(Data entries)
========================================================================

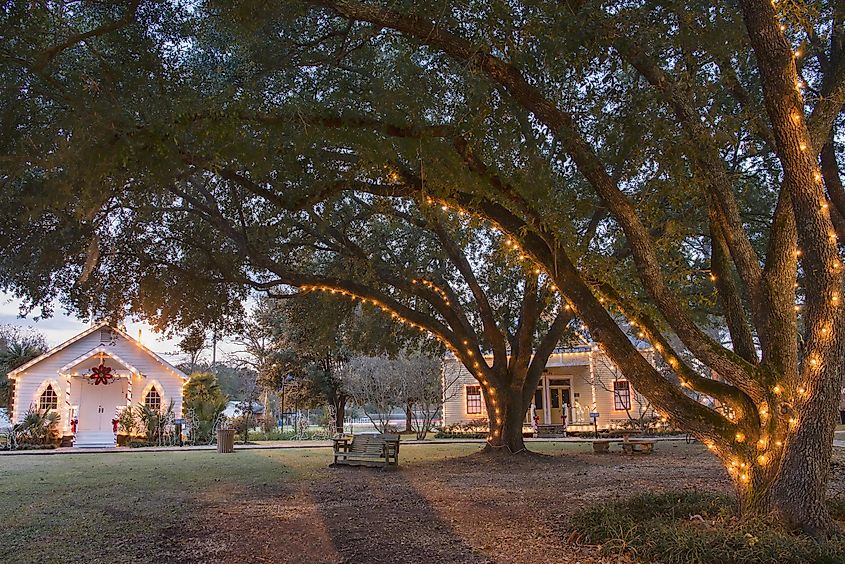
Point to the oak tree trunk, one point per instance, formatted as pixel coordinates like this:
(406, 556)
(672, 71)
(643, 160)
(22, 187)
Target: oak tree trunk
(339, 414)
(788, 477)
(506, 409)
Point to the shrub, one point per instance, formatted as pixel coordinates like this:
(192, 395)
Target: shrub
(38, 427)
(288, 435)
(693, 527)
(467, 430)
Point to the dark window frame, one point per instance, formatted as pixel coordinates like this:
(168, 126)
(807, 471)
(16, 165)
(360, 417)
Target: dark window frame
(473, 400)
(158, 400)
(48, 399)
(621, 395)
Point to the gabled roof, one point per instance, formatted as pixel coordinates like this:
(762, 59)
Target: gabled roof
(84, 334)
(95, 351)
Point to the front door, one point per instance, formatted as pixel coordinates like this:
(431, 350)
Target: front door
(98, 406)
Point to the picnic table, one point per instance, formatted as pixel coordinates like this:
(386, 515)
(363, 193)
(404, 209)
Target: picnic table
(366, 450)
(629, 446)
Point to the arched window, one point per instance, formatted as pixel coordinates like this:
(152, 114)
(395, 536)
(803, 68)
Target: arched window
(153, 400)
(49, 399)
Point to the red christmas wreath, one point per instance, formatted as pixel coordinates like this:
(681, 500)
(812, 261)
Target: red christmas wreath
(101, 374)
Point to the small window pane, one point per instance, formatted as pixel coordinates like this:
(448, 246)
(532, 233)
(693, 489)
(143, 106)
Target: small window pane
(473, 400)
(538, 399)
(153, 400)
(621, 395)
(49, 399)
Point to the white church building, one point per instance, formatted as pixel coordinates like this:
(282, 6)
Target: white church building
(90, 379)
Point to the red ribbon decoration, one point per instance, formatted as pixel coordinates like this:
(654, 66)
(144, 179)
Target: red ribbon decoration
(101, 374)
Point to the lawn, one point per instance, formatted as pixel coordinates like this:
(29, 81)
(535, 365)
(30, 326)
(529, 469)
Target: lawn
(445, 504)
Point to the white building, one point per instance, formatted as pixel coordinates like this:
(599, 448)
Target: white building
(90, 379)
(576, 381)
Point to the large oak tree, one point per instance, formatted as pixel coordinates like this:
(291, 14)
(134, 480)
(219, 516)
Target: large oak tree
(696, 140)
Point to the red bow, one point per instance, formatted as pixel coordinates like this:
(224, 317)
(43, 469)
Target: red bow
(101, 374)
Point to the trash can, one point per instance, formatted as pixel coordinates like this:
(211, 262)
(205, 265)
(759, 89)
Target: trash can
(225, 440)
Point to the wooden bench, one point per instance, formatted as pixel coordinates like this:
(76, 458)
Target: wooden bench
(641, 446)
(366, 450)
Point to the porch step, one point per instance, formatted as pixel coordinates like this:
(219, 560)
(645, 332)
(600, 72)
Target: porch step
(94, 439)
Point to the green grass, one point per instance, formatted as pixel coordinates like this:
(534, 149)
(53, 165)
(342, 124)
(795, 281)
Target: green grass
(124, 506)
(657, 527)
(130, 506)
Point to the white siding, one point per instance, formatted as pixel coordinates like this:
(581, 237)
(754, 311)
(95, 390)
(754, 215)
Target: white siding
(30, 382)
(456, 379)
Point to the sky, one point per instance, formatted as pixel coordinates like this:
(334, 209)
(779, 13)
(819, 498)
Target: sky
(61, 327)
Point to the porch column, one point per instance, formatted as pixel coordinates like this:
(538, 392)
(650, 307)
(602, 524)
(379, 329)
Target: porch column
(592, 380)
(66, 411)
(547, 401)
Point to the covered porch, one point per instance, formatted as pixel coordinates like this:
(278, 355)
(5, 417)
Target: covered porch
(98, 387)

========================================================================

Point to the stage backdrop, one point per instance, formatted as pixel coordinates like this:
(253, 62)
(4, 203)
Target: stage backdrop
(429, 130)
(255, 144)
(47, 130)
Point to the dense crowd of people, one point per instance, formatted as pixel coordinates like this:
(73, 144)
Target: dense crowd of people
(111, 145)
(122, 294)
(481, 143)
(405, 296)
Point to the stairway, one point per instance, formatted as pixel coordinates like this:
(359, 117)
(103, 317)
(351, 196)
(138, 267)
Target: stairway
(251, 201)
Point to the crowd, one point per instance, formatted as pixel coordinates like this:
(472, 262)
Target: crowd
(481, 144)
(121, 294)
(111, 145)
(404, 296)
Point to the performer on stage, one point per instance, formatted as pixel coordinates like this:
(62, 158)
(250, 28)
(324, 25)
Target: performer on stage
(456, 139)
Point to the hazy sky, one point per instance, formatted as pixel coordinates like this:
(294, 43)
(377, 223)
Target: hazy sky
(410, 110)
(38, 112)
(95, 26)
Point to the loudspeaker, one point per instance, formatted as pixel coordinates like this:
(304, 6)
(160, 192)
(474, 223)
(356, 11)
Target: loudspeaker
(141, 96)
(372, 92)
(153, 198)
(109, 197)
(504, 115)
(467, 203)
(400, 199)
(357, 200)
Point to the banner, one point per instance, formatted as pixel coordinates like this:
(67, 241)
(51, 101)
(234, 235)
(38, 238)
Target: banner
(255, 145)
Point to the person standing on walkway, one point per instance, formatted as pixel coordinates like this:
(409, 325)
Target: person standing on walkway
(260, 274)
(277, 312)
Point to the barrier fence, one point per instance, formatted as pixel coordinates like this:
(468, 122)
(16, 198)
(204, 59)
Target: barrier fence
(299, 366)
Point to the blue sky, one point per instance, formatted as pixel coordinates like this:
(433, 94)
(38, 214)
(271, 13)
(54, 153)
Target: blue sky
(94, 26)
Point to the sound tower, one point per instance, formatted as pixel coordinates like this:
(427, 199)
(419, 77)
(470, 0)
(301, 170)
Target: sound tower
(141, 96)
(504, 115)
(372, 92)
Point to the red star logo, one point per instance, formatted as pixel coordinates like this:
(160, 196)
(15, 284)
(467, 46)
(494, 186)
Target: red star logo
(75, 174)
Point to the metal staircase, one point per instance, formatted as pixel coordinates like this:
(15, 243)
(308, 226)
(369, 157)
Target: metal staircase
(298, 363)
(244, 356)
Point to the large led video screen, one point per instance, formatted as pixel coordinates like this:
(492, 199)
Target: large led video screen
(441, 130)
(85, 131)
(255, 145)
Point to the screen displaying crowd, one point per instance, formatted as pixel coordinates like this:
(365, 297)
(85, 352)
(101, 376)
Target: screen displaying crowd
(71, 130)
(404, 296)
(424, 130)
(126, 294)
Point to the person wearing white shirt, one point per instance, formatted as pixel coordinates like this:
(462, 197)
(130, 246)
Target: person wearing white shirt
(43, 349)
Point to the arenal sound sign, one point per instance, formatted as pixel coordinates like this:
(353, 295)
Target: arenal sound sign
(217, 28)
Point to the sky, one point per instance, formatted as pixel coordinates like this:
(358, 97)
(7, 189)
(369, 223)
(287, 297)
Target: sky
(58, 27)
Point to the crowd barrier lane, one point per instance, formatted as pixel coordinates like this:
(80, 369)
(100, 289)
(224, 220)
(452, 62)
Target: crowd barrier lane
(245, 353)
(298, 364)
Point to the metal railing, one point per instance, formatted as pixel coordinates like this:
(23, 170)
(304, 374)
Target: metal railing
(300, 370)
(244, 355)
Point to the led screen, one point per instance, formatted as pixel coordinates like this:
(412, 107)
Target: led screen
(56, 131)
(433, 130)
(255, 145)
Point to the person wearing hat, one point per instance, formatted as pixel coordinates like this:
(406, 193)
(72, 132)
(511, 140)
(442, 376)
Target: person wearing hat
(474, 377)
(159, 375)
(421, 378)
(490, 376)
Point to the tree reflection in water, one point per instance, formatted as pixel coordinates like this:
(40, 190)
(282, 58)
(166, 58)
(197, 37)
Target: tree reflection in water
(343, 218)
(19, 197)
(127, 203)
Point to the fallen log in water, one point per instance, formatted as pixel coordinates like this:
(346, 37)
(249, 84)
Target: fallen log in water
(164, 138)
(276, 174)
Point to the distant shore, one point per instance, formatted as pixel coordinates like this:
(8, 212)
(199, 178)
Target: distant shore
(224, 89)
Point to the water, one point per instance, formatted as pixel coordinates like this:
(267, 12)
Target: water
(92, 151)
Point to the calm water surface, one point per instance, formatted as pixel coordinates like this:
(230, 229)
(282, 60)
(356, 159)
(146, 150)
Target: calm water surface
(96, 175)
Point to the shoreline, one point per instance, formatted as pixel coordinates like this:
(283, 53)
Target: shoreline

========================================================================

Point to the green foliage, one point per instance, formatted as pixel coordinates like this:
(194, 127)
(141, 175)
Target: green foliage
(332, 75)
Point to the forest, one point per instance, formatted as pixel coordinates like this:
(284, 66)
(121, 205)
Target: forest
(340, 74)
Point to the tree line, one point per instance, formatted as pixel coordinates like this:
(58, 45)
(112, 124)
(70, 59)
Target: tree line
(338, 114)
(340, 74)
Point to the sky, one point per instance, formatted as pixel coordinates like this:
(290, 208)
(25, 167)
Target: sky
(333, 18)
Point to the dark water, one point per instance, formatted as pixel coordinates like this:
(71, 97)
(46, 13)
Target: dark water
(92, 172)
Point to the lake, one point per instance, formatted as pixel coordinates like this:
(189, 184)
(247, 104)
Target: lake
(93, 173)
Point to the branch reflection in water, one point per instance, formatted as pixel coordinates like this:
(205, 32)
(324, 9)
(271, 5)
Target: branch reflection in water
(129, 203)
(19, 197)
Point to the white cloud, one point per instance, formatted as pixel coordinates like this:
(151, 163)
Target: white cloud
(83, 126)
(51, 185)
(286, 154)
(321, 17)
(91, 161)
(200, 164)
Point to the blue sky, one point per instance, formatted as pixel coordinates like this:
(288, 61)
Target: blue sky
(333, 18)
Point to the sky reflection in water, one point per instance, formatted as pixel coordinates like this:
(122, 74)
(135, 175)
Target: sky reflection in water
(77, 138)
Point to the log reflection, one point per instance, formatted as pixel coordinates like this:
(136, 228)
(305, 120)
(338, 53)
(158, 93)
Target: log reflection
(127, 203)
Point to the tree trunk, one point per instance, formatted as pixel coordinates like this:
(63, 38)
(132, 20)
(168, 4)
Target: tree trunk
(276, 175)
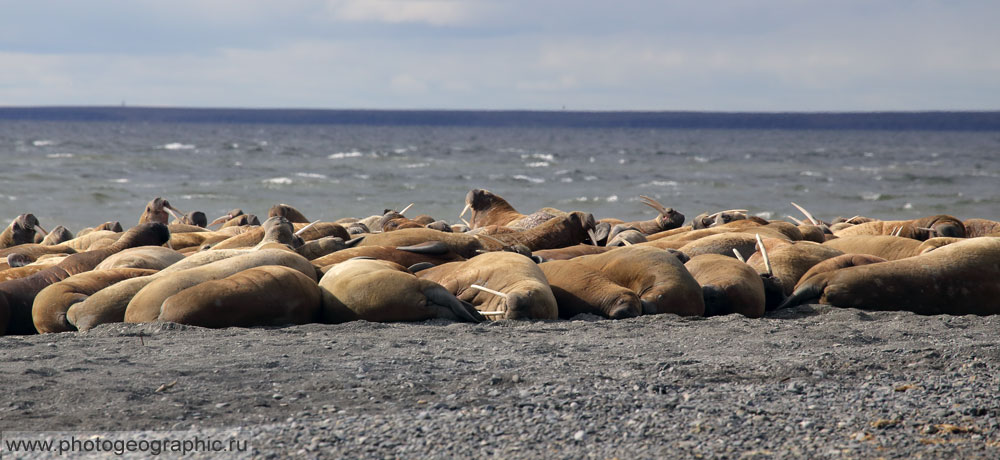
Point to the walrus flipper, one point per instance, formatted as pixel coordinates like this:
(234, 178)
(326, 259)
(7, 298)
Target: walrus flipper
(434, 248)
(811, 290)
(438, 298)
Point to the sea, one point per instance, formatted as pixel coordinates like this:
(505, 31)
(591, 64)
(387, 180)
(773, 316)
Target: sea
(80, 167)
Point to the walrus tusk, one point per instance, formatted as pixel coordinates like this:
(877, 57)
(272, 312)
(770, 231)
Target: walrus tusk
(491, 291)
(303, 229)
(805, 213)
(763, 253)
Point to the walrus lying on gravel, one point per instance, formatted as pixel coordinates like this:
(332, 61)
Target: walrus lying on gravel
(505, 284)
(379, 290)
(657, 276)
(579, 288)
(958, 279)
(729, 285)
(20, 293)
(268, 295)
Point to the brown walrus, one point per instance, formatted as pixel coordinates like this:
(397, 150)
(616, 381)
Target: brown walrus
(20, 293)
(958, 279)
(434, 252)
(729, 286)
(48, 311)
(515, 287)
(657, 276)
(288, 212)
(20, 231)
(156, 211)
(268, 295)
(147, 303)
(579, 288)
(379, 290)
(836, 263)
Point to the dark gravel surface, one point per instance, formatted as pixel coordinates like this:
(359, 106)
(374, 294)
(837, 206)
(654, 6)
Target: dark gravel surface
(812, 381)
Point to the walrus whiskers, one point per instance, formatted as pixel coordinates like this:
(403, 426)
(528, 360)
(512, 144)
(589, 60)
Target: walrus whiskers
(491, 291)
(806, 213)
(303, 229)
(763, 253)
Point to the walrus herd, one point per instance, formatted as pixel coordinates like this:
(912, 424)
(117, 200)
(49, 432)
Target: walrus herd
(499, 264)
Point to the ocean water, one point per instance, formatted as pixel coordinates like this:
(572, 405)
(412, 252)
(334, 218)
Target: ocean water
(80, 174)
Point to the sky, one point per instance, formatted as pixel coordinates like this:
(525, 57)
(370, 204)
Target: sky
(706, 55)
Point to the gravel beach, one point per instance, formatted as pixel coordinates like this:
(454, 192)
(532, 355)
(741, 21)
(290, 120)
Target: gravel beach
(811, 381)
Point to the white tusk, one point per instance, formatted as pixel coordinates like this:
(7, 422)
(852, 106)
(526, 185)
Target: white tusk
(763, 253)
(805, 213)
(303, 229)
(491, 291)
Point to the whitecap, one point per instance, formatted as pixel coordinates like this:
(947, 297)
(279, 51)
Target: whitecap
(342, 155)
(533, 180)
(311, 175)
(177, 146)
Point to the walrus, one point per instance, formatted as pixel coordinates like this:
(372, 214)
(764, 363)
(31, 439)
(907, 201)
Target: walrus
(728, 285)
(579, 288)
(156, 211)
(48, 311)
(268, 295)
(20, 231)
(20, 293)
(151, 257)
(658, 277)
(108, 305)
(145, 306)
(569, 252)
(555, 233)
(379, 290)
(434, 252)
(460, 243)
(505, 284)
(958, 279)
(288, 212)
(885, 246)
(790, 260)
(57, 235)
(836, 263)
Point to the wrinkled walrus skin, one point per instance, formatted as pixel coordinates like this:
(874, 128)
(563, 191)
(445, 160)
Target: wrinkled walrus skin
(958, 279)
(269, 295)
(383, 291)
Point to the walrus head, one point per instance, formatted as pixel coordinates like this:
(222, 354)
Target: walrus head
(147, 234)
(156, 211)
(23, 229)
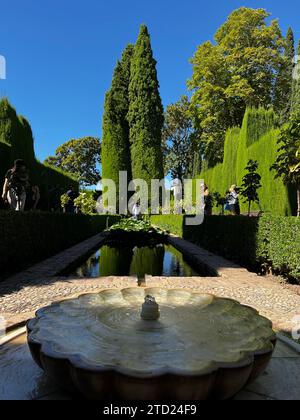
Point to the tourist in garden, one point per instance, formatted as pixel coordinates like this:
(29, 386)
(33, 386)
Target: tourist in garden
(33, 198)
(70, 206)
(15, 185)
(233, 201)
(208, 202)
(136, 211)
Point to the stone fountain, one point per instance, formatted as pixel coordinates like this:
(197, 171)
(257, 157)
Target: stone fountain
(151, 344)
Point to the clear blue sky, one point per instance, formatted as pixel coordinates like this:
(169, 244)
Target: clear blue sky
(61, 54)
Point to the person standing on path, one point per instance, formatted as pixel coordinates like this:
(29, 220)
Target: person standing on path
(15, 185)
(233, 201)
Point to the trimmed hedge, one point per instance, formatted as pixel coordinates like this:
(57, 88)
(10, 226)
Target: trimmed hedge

========================================================================

* [To do]:
Pick out every line above that contains the word "whiskers", and copy each one in full.

* [Expected answer]:
Point to the walrus whiskers, one point per instance, formatted as pixel coordinates like this:
Target: walrus whiskers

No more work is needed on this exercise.